**DATASET EXTRACT:**
* * *

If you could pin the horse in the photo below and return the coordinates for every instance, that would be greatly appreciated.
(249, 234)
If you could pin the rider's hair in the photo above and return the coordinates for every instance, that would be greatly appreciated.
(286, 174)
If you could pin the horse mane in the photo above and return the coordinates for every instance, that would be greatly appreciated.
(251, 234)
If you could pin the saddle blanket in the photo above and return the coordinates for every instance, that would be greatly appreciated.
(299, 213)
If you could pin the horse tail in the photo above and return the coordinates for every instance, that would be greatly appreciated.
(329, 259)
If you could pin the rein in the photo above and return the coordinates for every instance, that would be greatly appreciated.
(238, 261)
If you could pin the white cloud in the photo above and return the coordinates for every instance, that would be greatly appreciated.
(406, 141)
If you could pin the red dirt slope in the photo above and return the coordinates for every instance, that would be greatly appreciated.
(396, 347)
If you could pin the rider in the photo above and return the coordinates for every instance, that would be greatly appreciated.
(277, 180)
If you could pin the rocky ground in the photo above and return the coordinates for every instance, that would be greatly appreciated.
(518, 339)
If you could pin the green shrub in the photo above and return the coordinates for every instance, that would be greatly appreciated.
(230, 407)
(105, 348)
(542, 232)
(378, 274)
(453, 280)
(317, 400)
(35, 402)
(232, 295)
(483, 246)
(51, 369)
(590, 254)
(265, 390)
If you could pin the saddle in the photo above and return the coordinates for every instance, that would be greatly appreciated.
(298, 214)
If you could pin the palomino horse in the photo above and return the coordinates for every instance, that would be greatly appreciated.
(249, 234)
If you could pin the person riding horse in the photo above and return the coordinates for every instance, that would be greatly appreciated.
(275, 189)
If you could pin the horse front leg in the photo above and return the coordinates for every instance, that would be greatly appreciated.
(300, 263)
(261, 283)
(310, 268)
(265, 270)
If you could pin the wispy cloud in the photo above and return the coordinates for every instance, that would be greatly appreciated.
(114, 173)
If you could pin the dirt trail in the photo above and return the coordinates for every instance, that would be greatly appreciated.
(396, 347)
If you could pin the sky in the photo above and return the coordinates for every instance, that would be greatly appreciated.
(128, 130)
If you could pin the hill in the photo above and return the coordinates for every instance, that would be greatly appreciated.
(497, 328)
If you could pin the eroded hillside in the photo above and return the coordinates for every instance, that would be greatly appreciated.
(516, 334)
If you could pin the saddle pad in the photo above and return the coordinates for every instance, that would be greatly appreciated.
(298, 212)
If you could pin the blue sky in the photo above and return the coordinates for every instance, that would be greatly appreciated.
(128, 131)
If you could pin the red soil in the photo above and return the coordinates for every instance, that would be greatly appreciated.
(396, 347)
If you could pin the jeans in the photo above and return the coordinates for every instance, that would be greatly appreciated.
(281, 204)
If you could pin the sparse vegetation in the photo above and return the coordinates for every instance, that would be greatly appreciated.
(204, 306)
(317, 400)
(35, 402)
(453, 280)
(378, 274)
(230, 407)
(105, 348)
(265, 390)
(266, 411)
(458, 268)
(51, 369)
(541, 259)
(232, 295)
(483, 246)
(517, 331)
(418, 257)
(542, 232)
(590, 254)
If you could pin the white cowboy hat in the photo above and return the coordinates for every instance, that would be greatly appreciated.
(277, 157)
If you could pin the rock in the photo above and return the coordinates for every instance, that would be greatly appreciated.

* * *

**EXERCISE DETAILS:** The entries above should be repeated exactly, every one of them.

**ANSWER FOR THE TASK:**
If you could pin the horse in the photo below and return the coordinates for every instance, that would be greatly appreciated.
(249, 234)
If you could pin the rider's hair in the photo above and return the coordinates for every instance, that would be greatly appreciated.
(286, 174)
If you could pin the horse mane in the photo above and return the coordinates for every instance, that would be greatly appreciated.
(251, 234)
If you could pin the saddle blanket in the photo above and return the coordinates for every instance, that would be greatly appreciated.
(299, 213)
If you could pin the horse tail in the photo above and return the coordinates for every instance, that would be greatly appreciated.
(329, 259)
If you could pin the rein in the photo above and return the coordinates for every instance, that would be greatly appreciated.
(238, 261)
If you could pin the white cloud in the photo above and return the coordinates for every instance, that would be greatly appreciated.
(406, 141)
If you could pin the red dirt slope in the photo above and return the coordinates for every instance, that would be greatly appreciated.
(396, 347)
If you could pin the rider in the photo above and return the coordinates for every instance, that would be greatly appreciated.
(277, 180)
If you could pin the rocky ground in the photo above and return the coordinates for every instance, that would be greatly appreciated.
(518, 339)
If you could pin the green shrub in the photo above and return the coordinates for every instance, that would be greatly appreciated.
(230, 407)
(105, 348)
(542, 232)
(378, 274)
(453, 280)
(317, 400)
(35, 402)
(232, 295)
(483, 246)
(51, 369)
(590, 254)
(265, 390)
If you could pin the saddle in the photo above and return the coordinates for every instance, that would be greatly appreciated.
(298, 214)
If you could pin the palomino horse in the photo above and return the coordinates for every instance, that would be greatly appreciated.
(249, 234)
If you could pin the person riding horse in the photo above and return the coordinates for every instance, that would be greatly appreciated.
(275, 189)
If you could pin the horse front leg in the photo above and return the coordinates for every instance, that would be greatly appreciated.
(300, 263)
(261, 283)
(310, 268)
(265, 270)
If you could pin the wispy cloud in the photo above and return the coordinates for every instance, that would be greatly appreciated.
(114, 173)
If you could pin the dirt trail in the photo above and return the coordinates for every instance, that would be greatly appreciated.
(396, 347)
If you could pin the sky in the photo above and return the coordinates for every instance, that would be greatly appreciated.
(128, 130)
If you could pin the hill in the photo above and return the coordinates for every instance, that would be greatly appreciated.
(497, 328)
If you could pin the eroded hillside in the photo above and return the coordinates for every instance, that would be greatly appreciated.
(516, 334)
If you could pin the saddle pad in the photo above and return the coordinates for every instance, that would be greatly appreciated.
(298, 212)
If you could pin the blue sky in the photo above and return the coordinates for every instance, that would be greatly appreciated.
(128, 131)
If you could pin the red soil in the photo above and return the coordinates for every instance, that would be greatly appreciated.
(396, 347)
If you could pin the jeans in the photo above and return the coordinates for every instance, that would be greatly appreciated.
(281, 204)
If you could pin the sparse vegetation in the photo above and return the coordinates for every instance, that would be greatly appreciated.
(204, 306)
(317, 400)
(35, 402)
(453, 280)
(378, 274)
(230, 407)
(105, 348)
(265, 390)
(266, 411)
(458, 268)
(51, 369)
(541, 259)
(232, 295)
(483, 246)
(517, 331)
(418, 257)
(542, 232)
(590, 254)
If you could pin the white cowboy hat in the photo above and return the coordinates for every instance, that would be greatly appreciated.
(277, 157)
If you could pin the rock in the photo above and return the coordinates for every instance, that would be greatly appreciated.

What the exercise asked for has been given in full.